Your reply must consist of the data below, reproduced character for character.

*** Recorded data ***

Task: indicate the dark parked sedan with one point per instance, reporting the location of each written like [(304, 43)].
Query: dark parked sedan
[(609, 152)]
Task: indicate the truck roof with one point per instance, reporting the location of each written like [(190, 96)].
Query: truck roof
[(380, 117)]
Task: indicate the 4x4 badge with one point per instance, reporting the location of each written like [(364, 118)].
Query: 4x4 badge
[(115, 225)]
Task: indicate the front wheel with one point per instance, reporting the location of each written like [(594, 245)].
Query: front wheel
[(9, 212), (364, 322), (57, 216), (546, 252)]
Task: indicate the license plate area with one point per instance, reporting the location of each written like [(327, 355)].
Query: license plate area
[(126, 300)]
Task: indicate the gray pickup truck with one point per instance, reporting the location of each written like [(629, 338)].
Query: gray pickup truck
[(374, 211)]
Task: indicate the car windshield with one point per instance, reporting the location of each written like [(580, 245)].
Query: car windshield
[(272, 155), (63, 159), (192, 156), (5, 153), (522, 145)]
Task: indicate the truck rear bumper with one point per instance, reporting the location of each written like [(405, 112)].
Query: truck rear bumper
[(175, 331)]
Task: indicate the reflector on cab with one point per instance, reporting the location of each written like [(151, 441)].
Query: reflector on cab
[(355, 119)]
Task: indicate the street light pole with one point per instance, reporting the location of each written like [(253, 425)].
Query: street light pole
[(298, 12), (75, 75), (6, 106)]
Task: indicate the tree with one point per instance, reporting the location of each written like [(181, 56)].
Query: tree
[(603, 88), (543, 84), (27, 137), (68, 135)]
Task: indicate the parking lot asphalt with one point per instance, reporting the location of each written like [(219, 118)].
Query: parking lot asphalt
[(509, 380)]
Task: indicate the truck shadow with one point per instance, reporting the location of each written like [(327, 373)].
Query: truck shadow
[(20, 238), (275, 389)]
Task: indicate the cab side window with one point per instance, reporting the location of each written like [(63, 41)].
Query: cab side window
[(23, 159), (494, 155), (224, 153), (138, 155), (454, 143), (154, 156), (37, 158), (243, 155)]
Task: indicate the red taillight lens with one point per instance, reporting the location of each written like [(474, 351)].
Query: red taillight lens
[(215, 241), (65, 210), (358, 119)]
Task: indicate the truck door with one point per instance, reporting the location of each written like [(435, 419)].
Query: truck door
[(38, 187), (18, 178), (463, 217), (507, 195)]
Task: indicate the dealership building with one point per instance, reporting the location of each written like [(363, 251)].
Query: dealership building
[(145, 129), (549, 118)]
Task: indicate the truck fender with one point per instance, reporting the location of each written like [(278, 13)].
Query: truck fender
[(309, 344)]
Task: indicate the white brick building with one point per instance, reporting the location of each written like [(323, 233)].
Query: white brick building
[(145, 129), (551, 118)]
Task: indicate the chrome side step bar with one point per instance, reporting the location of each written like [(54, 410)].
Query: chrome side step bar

*** End of Recorded data ***

Your solution =
Task: indicate the dark parked sedan with one point per instance, reporting the location of each written like [(304, 43)].
Query: dark parked sedan
[(609, 152)]
Task: indicate the truck roof with one point per instance, reporting the location of each written like [(190, 96)].
Query: truck roof
[(380, 117)]
Task: indicate the 4x4 badge with one point per instance, reporting the location of each written like [(364, 118)].
Query: 4x4 badge
[(115, 225)]
Task: indicate the front wheel with one point per instance, reporting the location of each written like [(594, 245)].
Query: front wheel
[(9, 212), (364, 322), (57, 216), (546, 252)]
Task: indicate the license plate area with one point per instance, reporting the location of each written like [(327, 355)].
Query: license plate area
[(126, 300)]
Task: indicate the gray pickup truck with one point per instance, reporting the location of each written like [(629, 338)].
Query: gray pickup truck
[(374, 211)]
Task: indicate the car windshield with one point per instance, reporting the location of each written like [(580, 245)].
Query: car windshield
[(272, 155), (63, 159), (192, 156), (5, 153), (522, 145)]
Task: indicate the truck rear bumper with one point per instance, reporting the location of each written like [(405, 112)].
Query: truck rear bumper
[(175, 331)]
Task: indicate the reflector on cab with one point per instance, reporting the location of each written like [(151, 441)].
Query: reflector on cab
[(355, 119)]
Task: indicate the street light pole with one point per instance, reporting the location of each written like [(253, 425)].
Query: street light pole
[(298, 12), (75, 75), (6, 106)]
Task: indicate the tree with one point per instance, reporting the location of each written like [(181, 56)].
Query: tree
[(603, 88), (543, 84), (27, 137), (68, 135)]
Task: indicate the parking lot asphalt with one point per instance, reporting the location of each written like [(219, 118)].
Query: parking lot asphalt
[(509, 380)]
Task: indicate the truck shadow with one point per instance, reporting the location of each written like [(327, 373)].
Query: truck shadow
[(20, 238), (275, 389)]
Task: indicate the cab side window with one point per instance, reporting the location of each written like [(63, 41)].
Query: cab side window
[(23, 159), (494, 155), (224, 153), (138, 155), (454, 143), (154, 156), (37, 158), (243, 155)]
Task: indicate the red taillight lens with one point per instance, reporting the location of each written like [(474, 351)].
Query: red taillight lens
[(215, 241), (65, 210), (358, 119)]
Task: indicate the truck door with one point per instance, reporting the location of each written like [(435, 419)].
Query: truck door
[(38, 187), (18, 178), (463, 217), (507, 195)]
Task: indicate the dealership building with one point per instance, reporting the location of each written like [(363, 251)].
Query: dealership building
[(145, 129), (549, 118)]
Task: indicate the truck fender with one point per instance, reporting the location of each written like [(278, 13)].
Query: truck fender
[(309, 344)]
Task: indicate the white brick building with one point per instance, reporting the location of each written like [(323, 233)].
Query: white brick building
[(145, 129), (551, 118)]
Task: indicate the chrome side step bar with one point per instance, reporting the location of each written like [(54, 410)].
Query: chrome side step bar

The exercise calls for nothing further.